-- Required work --
Format each line of the entries below as a Markdown table with the columns Row and Line, numbering the rows and skipping blank lines. Leave the pictures out of the table.

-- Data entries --
= = = = = = =
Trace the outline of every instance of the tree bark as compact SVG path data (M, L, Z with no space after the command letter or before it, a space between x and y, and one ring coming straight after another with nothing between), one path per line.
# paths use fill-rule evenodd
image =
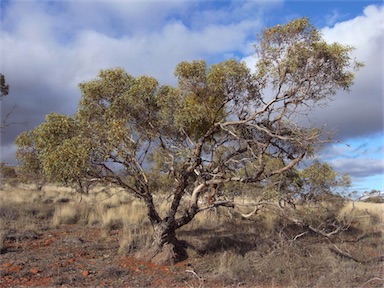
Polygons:
M148 258L161 265L173 265L187 259L186 244L176 238L174 220L165 218L153 226L154 238Z

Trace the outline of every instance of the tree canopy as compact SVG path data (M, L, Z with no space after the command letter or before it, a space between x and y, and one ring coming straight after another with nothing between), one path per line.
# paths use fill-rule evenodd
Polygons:
M20 155L33 152L49 180L83 191L94 181L124 188L146 204L154 251L166 244L177 250L175 230L203 210L198 200L204 193L218 185L264 183L329 141L299 116L350 88L353 69L361 66L351 50L326 43L301 18L258 36L255 73L236 60L182 62L172 87L121 68L103 70L80 84L74 116L49 114L19 137ZM172 196L165 217L153 201L160 192ZM181 210L184 198L189 205Z

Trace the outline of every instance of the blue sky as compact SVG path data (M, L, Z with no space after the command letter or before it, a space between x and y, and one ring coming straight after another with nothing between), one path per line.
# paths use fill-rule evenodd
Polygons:
M0 72L11 92L2 117L1 161L15 163L14 138L50 112L72 115L78 83L120 66L175 83L184 60L235 58L254 68L256 34L307 16L329 42L365 62L351 93L338 93L311 121L335 131L320 158L353 180L351 190L384 190L382 1L1 1Z

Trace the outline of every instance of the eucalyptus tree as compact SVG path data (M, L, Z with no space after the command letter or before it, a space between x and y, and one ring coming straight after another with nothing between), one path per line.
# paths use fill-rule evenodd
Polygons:
M154 229L148 256L183 259L176 230L206 208L199 199L218 185L252 185L286 173L329 141L299 114L348 90L361 65L351 47L326 43L306 18L265 29L255 50L255 73L235 60L182 62L176 87L121 68L101 71L80 84L73 117L50 114L33 130L42 172L80 187L113 183L141 199ZM165 216L154 201L153 181L160 178L171 199Z

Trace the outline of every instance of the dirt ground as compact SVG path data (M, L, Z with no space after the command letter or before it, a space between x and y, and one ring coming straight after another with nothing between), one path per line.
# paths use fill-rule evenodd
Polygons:
M1 287L197 287L193 263L158 266L121 256L119 231L63 225L44 234L8 232L1 255ZM202 280L201 280L202 281ZM209 285L219 287L220 283Z

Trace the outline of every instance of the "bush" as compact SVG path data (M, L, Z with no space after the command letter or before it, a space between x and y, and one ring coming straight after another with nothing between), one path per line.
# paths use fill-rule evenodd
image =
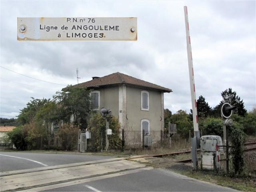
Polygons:
M77 146L78 128L70 123L64 123L57 131L61 148L72 150Z
M220 118L208 117L200 119L199 127L203 130L204 135L218 135L223 136L223 120Z
M23 126L19 126L7 133L7 136L15 147L19 150L25 150L27 148L26 137L26 131Z
M108 136L109 149L121 149L121 127L118 120L114 116L110 120L109 128L112 130L112 135ZM88 149L92 151L103 150L106 146L106 120L98 114L93 114L88 124L88 129L92 136L89 140Z
M232 167L235 175L240 174L243 170L243 146L245 140L243 126L235 122L230 130L230 139L232 147L230 149Z

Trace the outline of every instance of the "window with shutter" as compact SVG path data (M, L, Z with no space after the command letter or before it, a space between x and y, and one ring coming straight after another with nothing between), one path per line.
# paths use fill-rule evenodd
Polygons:
M144 135L142 136L142 130L144 130ZM144 136L148 136L150 134L150 122L148 119L141 120L141 134L142 138Z
M141 92L141 110L144 111L149 111L149 100L148 92L146 91Z
M90 94L92 98L92 106L94 110L100 110L100 92L99 91L94 91Z

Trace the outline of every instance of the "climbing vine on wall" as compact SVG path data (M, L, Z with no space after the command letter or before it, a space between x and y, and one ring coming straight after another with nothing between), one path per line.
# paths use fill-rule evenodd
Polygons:
M235 123L234 126L230 129L230 139L232 146L230 150L231 161L234 171L232 173L235 175L241 174L243 170L243 150L245 135L243 128L242 125Z

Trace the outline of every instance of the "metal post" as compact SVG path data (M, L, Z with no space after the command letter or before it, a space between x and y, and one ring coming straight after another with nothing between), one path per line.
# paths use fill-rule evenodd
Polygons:
M144 129L142 130L142 148L144 149L144 135L145 134L145 131Z
M225 146L227 146L227 137L226 137L226 127L225 122L223 122L223 144ZM227 148L224 148L224 158L226 160L224 162L224 170L227 171Z
M191 130L190 129L189 132L188 132L189 134L189 142L191 142Z
M191 103L193 112L193 123L194 125L194 136L195 141L196 150L199 147L200 141L200 133L198 130L198 117L196 108L196 89L194 79L194 68L192 58L192 51L190 42L190 36L189 34L189 26L188 24L188 8L184 6L184 14L185 15L185 25L186 26L186 39L187 41L187 52L188 54L188 71L189 72L189 80L190 85L190 94L191 95ZM196 153L197 156L197 154ZM196 157L196 164L197 165L197 157ZM196 166L197 168L197 166Z
M86 137L86 135L85 135L85 151L87 150L87 139Z
M78 139L77 142L77 152L80 152L80 143L81 142L81 130L80 129L78 130Z
M122 130L122 148L124 150L124 130Z
M229 152L228 152L228 148L229 148L229 146L228 146L228 126L226 126L226 172L227 172L227 173L228 173L228 172L229 172Z
M40 149L42 150L43 146L43 136L41 136L41 143L40 144Z
M106 119L106 150L108 150L108 137L107 130L109 126L109 119L108 118Z

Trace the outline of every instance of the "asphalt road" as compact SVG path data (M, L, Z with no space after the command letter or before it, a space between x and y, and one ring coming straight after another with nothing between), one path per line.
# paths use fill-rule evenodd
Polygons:
M200 181L169 170L155 169L41 191L238 191Z
M84 154L0 152L0 172L78 163L112 158Z

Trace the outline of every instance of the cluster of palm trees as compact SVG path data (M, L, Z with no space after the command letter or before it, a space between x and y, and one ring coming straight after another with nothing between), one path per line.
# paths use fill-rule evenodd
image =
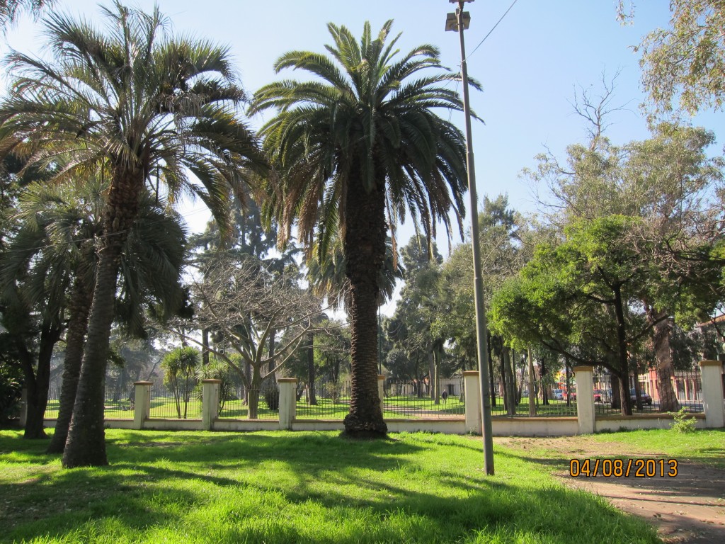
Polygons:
= = = = = = =
-- Written answer --
| Row | Line |
|---|---|
| 1 | Trace the outline of every instance of the tree bark as compact SVG path data (M, L, Z with no space after the command letter or before it, a space between x and y, and one ring coming straight after another with nothing between), one path per line. |
| 2 | # paths use fill-rule evenodd |
| 3 | image = |
| 4 | Polygons: |
| 5 | M148 258L161 265L173 265L187 259L186 244L176 238L174 220L165 218L153 226L154 238Z |
| 6 | Trace the outline of every instance of the tree canopy as compact SVG path data (M, L, Z with no space after the command letter or before it, a space between x and y, and one ring coming straight after another with nothing between), one path per line. |
| 7 | # paths use fill-rule evenodd |
| 8 | Polygons: |
| 9 | M20 155L33 152L49 180L83 191L94 181L124 188L146 204L154 251L166 244L177 250L175 230L203 210L198 200L204 193L218 185L264 183L329 141L299 116L350 88L353 69L361 66L351 50L326 43L301 18L258 36L255 73L236 60L182 62L172 87L121 68L103 70L80 84L74 116L49 114L19 137ZM172 196L165 217L153 201L160 192ZM181 210L184 198L189 205Z |
| 10 | Trace the outline of every instance of the blue sky as compact SVG path data (M, L, Z with no space after the command letter or before it, a space between x and y, and one ring coming straight after another with nothing between), one path per line. |
| 11 | # paths use fill-rule evenodd |
| 12 | Polygons: |
| 13 | M0 72L11 92L2 117L1 161L15 163L14 138L50 112L72 115L78 83L120 66L175 83L184 60L235 58L254 68L256 34L307 16L329 42L365 62L351 93L338 93L311 121L335 131L320 158L353 180L351 190L384 190L382 1L1 1Z |
| 14 | Trace the outline of every instance of the eucalyptus tree as compact SVG path data (M, L, Z with no space after the command letter or before it, a space between x and y, and one ring coming straight after another with nothing between), one path per line. |
| 15 | # paths use fill-rule evenodd |
| 16 | Polygons: |
| 17 | M154 229L148 256L183 259L176 230L206 208L199 199L218 185L252 185L286 173L329 141L299 114L348 90L361 65L351 47L326 43L306 18L265 29L255 50L255 73L235 60L182 62L176 87L121 68L101 71L80 84L73 117L50 114L33 130L42 172L80 187L113 183L141 199ZM165 216L154 201L153 181L160 178L171 199Z |
| 18 | Trace the outline of every instance of the dirt ground as compact SVG path data (M, L, Z with no space after the command letter or before it, a space between x and y, and one ring coming straight after another with nothing between), one path per line. |
| 19 | # paths use fill-rule evenodd |
| 20 | Polygons: |
| 21 | M1 287L197 287L193 263L158 266L121 256L119 231L63 225L44 234L8 232L1 255ZM202 280L201 280L202 281ZM209 285L219 287L220 283Z |
| 22 | Trace the outline of every instance of the "bush" as compact SVG path data (M, L, Z with no space after the command letter or before it, a space between x and y, and one ring coming straight after another with nothing between), one path per line. |
| 23 | # paths use fill-rule evenodd |
| 24 | image = |
| 25 | Polygons: |
| 26 | M77 146L78 128L70 123L64 123L57 131L61 148L72 150Z |
| 27 | M220 118L208 117L200 119L199 127L203 130L204 135L218 135L223 136L223 120Z |
| 28 | M23 126L19 126L7 133L7 136L15 147L19 150L25 150L27 148L26 137L26 131Z |
| 29 | M108 136L109 149L121 149L121 127L118 120L114 116L110 120L109 128L112 130L112 135ZM88 149L92 151L103 150L106 146L106 120L98 114L93 114L88 124L88 129L92 136L89 140Z |
| 30 | M232 167L235 175L240 174L243 170L243 146L245 140L243 126L235 122L230 130L230 139L232 147L230 149Z |
| 31 | Trace the outline of every instance of the "window with shutter" as compact SVG path data (M, L, Z with no space after the command letter or before it, a space between x and y, and one ring coming straight after another with nothing between), one path per line. |
| 32 | # paths use fill-rule evenodd |
| 33 | Polygons: |
| 34 | M144 135L142 136L142 130L144 130ZM144 136L148 136L150 134L150 122L148 119L141 120L141 134L142 138Z |
| 35 | M141 92L141 110L144 111L149 111L149 100L148 92L146 91Z |
| 36 | M90 94L92 98L92 106L94 110L100 110L100 92L99 91L94 91Z |
| 37 | Trace the outline of every instance of the "climbing vine on wall" as compact SVG path data (M, L, Z with no space after the command letter or before it, a space between x and y, and one ring coming straight after another with nothing between), one path per line. |
| 38 | # paths use fill-rule evenodd |
| 39 | Polygons: |
| 40 | M235 123L234 126L230 129L230 139L232 146L230 150L231 161L234 171L232 173L235 175L241 174L243 170L243 150L245 135L243 128L242 125Z |
| 41 | Trace the outline of every instance of the "metal post" as compact SVG path data (M, L, Z with no space after the command letter or before it, a space between x and y, and one ring coming straight after another with nothing between), one path per line. |
| 42 | # paths use fill-rule evenodd |
| 43 | Polygons: |
| 44 | M144 129L142 130L142 148L144 149L144 135L145 134L145 131Z |
| 45 | M225 146L227 146L227 137L226 137L226 127L225 122L223 122L223 144ZM227 148L224 148L224 158L226 160L224 162L224 170L227 171Z |
| 46 | M191 130L190 129L189 132L188 132L189 134L189 142L191 142Z |
| 47 | M191 103L193 112L193 123L194 125L194 136L195 141L196 150L199 147L200 141L200 133L198 130L198 117L196 108L196 89L194 79L194 68L192 58L192 51L190 42L190 36L189 34L189 26L188 24L188 8L184 6L184 14L185 15L185 25L186 26L186 39L187 41L187 52L188 54L188 71L189 72L189 80L190 85L190 94L191 95ZM196 153L197 156L197 154ZM196 157L196 164L197 165L197 157ZM196 166L197 168L197 166Z |
| 48 | M86 137L86 135L85 135L85 151L87 150L87 139Z |
| 49 | M78 139L77 142L77 152L80 152L80 143L81 142L81 130L80 129L78 130Z |
| 50 | M122 130L122 148L124 150L124 130Z |
| 51 | M229 152L228 152L228 148L229 148L229 146L228 146L228 126L226 126L226 172L227 172L227 173L228 173L228 172L229 172Z |
| 52 | M40 149L42 150L43 146L43 136L41 136L41 143L40 144Z |
| 53 | M106 119L106 150L108 150L108 137L107 130L109 126L109 119L108 118Z |
| 54 | Trace the outline of every instance of the "asphalt road" as compact SVG path data (M, L, Z with no space after the command letter or before it, a space between x and y, and one ring coming straight after another with nothing between), one path per line. |
| 55 | # paths use fill-rule evenodd |
| 56 | Polygons: |
| 57 | M200 181L169 170L155 169L41 191L238 191Z |
| 58 | M84 154L0 152L0 172L78 163L112 158Z |
| 59 | Trace the outline of every instance of the cluster of palm trees as compact SVG path data (M, L, Z with no space after the command letter or before it, a space between x and y, and one ring coming straight after another with nothing between), one path per line. |
| 60 | # paths use fill-rule evenodd |
| 61 | image = |
| 62 | Polygons: |